> _Objective_
Tally the lines in the rows below that contain the string "tree". Reply with the number alone.
══════════════════════════════
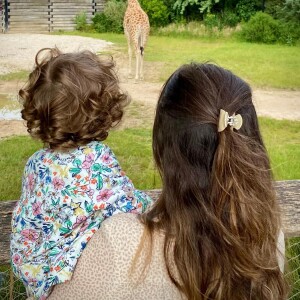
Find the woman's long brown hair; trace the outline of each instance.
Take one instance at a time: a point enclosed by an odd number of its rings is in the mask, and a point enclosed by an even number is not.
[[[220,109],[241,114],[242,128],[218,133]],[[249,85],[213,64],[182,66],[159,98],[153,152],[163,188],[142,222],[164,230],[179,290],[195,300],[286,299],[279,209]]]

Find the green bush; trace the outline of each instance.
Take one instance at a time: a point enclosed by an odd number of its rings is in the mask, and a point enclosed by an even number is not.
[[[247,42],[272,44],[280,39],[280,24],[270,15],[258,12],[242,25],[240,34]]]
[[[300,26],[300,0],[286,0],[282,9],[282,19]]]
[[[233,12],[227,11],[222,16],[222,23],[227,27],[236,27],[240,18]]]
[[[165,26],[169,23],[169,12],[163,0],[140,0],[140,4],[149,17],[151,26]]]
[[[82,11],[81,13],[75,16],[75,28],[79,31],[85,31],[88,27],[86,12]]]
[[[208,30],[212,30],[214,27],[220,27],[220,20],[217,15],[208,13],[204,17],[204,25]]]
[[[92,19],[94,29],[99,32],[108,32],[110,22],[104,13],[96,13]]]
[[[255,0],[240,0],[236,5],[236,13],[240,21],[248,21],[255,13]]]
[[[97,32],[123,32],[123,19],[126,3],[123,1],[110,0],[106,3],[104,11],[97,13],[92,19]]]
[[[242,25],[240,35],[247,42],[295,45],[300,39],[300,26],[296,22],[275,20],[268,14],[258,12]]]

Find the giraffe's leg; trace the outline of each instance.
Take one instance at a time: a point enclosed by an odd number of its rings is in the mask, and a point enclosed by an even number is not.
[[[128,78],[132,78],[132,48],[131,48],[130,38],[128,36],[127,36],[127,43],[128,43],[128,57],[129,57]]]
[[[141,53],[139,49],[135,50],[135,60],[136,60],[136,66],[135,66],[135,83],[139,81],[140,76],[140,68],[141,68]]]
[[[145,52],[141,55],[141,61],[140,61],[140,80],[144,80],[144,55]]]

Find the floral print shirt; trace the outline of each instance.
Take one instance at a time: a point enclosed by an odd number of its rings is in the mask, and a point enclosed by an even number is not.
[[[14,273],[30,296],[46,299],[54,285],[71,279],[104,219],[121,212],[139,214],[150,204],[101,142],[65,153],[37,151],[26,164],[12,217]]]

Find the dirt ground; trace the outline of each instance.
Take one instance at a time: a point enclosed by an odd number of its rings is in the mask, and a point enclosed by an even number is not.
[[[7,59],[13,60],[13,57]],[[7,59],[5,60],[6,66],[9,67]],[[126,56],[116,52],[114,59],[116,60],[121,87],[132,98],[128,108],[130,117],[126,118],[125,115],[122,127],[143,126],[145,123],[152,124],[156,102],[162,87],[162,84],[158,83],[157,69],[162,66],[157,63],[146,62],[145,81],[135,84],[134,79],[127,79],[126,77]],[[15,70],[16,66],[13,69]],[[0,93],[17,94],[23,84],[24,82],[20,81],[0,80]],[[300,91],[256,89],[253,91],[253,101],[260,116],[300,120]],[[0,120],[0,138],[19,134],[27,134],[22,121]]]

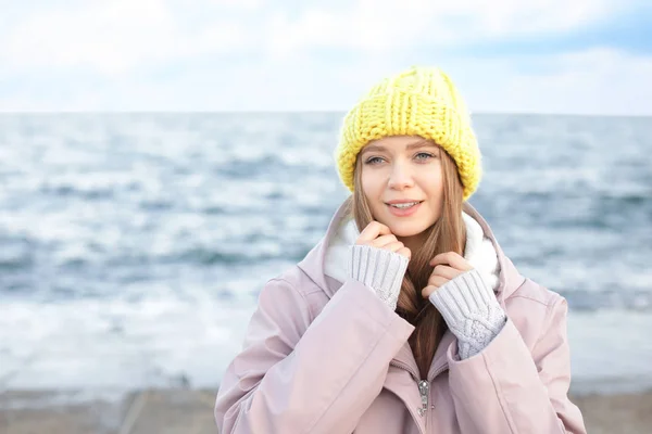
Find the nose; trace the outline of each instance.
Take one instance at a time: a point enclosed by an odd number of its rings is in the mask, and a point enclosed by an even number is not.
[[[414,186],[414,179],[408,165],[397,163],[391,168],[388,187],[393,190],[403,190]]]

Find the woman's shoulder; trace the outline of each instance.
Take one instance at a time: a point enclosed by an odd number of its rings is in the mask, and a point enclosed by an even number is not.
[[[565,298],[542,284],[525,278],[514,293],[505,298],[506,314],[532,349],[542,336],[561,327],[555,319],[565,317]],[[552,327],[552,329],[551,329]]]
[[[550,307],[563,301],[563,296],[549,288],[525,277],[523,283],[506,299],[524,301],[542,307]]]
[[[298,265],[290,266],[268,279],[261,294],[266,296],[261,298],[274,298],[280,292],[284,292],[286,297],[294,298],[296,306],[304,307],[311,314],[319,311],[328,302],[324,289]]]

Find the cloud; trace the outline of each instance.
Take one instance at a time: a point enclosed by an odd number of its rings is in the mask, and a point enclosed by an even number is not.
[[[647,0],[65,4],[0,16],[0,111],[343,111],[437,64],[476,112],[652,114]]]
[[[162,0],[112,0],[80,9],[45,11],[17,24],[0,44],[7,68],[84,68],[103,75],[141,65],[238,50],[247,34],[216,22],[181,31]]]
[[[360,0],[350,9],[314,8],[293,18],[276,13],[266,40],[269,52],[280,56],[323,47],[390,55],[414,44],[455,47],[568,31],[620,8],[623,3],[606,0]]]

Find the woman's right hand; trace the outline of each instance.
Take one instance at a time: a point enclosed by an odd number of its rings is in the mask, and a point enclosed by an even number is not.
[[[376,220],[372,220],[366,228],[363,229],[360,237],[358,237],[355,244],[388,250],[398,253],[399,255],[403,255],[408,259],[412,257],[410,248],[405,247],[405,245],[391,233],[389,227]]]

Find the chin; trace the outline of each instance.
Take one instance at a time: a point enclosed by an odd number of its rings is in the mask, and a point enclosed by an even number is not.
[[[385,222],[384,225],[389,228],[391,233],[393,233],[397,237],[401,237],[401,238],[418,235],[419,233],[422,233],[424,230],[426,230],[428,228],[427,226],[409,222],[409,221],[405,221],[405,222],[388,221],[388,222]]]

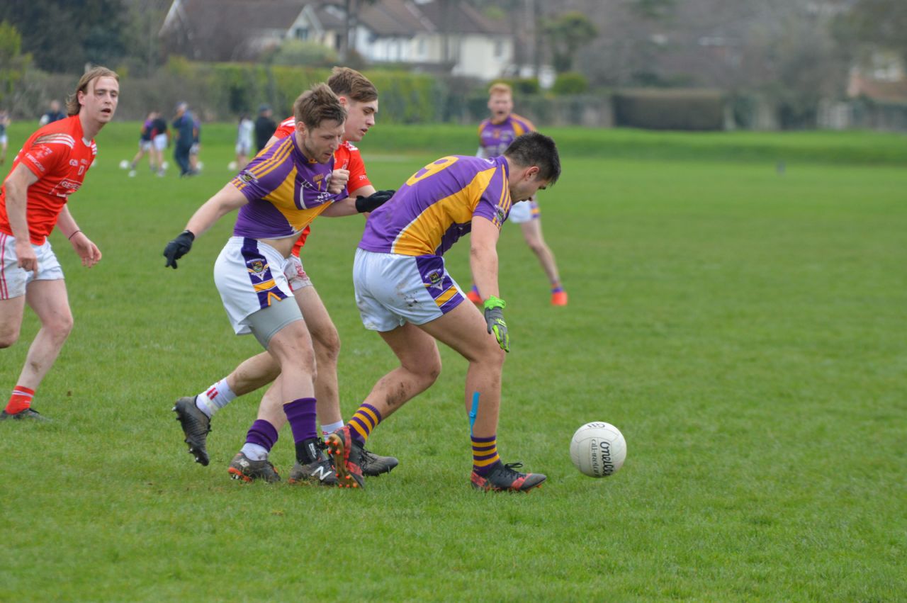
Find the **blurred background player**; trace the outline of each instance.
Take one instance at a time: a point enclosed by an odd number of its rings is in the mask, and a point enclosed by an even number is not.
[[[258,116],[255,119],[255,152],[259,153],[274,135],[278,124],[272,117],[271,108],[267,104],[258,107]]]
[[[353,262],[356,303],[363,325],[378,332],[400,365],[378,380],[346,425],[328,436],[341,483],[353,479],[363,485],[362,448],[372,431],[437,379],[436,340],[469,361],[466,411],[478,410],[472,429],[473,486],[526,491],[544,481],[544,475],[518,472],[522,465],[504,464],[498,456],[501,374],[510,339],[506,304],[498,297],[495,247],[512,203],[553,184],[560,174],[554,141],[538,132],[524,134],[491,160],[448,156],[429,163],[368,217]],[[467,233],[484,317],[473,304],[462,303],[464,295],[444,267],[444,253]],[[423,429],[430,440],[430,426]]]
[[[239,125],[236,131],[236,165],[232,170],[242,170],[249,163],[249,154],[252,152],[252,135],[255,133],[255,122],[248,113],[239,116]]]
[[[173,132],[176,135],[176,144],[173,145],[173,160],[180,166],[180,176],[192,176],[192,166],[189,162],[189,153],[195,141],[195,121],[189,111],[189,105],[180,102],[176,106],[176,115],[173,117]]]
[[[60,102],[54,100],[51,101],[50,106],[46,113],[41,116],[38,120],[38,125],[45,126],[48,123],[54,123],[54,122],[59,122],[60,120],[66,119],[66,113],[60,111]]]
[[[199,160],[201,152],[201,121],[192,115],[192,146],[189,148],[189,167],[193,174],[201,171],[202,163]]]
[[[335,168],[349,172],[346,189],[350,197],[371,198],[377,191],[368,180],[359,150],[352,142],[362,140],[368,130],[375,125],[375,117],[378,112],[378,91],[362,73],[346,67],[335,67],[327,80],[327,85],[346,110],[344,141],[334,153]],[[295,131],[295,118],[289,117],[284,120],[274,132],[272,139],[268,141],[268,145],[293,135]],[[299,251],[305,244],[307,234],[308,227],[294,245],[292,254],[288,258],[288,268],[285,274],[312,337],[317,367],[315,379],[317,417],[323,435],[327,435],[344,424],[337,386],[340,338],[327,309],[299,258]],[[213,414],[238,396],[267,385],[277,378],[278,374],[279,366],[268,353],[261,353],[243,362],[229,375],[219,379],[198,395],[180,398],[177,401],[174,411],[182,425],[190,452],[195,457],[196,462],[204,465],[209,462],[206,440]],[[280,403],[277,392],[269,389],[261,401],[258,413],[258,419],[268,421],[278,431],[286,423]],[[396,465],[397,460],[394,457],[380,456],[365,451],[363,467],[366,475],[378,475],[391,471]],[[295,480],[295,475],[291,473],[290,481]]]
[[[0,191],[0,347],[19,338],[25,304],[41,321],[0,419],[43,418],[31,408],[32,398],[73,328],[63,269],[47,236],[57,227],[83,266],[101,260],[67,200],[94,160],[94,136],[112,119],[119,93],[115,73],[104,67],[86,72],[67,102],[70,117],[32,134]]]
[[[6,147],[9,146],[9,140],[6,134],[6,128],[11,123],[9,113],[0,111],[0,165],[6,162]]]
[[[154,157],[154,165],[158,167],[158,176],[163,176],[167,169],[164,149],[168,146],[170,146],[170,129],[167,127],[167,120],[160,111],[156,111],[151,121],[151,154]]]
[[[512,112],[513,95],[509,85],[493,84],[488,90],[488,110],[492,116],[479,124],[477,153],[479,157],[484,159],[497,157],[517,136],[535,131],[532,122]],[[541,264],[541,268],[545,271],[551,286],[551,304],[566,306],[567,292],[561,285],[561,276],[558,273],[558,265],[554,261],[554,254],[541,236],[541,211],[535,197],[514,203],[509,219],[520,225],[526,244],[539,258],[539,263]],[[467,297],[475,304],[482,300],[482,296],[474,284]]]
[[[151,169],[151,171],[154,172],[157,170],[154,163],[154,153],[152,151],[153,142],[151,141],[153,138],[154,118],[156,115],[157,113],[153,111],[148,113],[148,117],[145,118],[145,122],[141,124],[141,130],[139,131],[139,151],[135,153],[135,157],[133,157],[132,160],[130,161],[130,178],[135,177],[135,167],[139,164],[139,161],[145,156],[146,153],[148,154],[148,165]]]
══════════════════════════════
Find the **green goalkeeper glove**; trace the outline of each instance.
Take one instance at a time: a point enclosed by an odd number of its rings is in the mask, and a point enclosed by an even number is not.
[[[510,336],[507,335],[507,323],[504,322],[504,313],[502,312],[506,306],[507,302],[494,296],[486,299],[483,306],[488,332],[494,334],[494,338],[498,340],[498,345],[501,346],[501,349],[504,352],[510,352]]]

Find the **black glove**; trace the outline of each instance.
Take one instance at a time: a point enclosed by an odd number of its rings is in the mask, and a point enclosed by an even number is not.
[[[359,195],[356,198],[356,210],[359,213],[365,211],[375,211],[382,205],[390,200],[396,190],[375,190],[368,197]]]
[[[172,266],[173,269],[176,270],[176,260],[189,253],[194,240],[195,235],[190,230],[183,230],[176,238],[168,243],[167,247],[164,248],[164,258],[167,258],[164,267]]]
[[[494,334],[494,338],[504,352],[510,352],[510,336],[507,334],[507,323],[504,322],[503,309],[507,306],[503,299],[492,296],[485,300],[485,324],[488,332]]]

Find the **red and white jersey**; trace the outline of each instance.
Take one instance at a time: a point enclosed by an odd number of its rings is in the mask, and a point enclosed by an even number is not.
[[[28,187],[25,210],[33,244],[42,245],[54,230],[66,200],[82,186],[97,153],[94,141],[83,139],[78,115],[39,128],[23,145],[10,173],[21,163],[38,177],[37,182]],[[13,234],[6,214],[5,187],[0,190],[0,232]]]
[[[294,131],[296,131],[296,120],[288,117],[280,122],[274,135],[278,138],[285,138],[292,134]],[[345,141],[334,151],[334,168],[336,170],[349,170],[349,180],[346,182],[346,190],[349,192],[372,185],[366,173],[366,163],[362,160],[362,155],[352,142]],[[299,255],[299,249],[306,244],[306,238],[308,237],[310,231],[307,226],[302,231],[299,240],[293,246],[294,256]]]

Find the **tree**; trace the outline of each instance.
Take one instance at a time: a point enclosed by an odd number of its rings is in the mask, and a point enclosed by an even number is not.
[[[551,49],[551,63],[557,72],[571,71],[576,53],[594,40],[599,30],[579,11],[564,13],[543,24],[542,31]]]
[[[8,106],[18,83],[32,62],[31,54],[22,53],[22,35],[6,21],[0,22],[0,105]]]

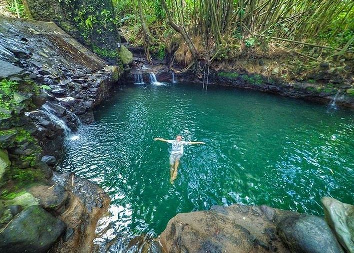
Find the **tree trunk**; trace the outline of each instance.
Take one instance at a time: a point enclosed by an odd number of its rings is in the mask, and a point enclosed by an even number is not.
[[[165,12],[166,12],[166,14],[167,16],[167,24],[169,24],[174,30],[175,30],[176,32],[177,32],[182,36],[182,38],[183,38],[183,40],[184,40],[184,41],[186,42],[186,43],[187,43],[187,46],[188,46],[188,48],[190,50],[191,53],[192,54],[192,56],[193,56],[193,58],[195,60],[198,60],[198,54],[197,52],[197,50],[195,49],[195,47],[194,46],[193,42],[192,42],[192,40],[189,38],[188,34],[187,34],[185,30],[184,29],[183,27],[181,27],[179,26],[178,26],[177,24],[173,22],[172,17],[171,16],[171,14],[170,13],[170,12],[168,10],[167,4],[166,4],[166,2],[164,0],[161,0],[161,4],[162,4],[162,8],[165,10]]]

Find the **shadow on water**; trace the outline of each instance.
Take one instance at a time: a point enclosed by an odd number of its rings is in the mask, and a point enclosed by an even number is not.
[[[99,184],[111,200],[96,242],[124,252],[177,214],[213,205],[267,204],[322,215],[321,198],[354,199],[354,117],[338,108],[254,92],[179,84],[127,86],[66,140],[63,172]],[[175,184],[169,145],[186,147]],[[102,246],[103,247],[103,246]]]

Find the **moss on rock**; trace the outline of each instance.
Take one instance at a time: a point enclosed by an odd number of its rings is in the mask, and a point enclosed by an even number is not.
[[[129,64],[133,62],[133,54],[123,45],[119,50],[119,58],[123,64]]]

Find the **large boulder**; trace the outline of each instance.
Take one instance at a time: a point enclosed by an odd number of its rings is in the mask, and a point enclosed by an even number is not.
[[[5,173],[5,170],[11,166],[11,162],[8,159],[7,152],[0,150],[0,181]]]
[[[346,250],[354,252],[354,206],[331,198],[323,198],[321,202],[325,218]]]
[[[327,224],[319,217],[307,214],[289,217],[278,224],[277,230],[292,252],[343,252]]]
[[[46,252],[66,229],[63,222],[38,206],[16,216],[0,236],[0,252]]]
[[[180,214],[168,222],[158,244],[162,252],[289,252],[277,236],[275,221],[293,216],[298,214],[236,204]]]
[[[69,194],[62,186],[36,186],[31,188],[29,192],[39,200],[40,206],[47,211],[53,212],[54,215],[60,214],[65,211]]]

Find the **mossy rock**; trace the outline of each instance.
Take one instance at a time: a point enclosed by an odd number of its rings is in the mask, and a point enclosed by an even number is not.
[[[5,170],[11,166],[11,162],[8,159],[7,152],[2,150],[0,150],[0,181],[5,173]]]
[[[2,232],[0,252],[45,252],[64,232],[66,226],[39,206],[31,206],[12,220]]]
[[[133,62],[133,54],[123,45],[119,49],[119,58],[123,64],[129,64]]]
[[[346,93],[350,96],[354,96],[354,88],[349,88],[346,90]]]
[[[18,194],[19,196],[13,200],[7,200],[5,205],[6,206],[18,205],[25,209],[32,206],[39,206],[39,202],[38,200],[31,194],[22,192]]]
══════════════════════════════
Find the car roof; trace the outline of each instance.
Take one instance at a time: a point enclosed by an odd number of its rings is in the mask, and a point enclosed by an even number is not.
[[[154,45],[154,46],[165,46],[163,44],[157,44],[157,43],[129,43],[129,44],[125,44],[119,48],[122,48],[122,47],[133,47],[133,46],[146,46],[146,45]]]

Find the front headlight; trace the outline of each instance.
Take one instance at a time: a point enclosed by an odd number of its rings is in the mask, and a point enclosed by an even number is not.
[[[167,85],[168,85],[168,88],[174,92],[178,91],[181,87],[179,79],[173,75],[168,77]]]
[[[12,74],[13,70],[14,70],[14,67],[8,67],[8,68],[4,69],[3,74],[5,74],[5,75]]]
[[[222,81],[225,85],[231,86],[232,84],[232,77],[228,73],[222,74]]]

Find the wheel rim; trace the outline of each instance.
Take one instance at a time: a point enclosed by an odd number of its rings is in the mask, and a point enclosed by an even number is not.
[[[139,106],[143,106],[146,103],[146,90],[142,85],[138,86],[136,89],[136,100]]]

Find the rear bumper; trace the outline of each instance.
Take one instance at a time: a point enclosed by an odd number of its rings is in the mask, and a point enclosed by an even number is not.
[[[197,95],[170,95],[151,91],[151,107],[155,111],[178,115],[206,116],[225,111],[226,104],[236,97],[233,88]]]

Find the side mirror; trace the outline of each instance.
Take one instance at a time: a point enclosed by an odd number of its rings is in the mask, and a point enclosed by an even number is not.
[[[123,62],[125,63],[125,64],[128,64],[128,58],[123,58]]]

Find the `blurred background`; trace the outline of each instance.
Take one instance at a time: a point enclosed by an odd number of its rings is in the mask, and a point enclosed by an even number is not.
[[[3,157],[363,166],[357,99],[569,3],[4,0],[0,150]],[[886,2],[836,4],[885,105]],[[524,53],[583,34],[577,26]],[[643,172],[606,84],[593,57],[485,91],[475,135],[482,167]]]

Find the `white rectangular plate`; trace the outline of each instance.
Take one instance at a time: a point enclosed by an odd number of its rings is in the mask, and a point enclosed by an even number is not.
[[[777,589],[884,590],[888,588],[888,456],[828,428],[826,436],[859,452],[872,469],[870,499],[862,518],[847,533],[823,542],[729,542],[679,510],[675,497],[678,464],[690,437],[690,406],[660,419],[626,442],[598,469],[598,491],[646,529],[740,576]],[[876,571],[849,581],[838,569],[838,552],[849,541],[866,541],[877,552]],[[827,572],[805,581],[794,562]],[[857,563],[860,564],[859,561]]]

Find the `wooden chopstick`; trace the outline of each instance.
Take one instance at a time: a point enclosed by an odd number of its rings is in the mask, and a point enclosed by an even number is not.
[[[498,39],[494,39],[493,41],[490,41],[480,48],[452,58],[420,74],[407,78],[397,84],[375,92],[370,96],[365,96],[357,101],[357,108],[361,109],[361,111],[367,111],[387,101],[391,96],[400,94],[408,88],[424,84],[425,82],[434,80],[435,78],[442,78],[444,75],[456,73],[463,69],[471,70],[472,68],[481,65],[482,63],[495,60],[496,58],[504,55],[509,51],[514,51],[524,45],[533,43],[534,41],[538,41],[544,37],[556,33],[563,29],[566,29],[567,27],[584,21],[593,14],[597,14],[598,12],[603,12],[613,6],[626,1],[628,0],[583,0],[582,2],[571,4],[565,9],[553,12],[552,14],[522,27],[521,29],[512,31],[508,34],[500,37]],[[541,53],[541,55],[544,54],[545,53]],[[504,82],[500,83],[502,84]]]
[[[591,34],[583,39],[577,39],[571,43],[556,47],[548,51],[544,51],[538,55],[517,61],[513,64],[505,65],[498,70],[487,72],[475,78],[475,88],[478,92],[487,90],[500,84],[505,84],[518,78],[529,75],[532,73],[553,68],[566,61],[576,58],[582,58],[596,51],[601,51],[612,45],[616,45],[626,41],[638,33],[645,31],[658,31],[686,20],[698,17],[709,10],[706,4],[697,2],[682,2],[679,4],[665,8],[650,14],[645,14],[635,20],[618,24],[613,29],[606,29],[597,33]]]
══════════════════════════════
> _Reply_
2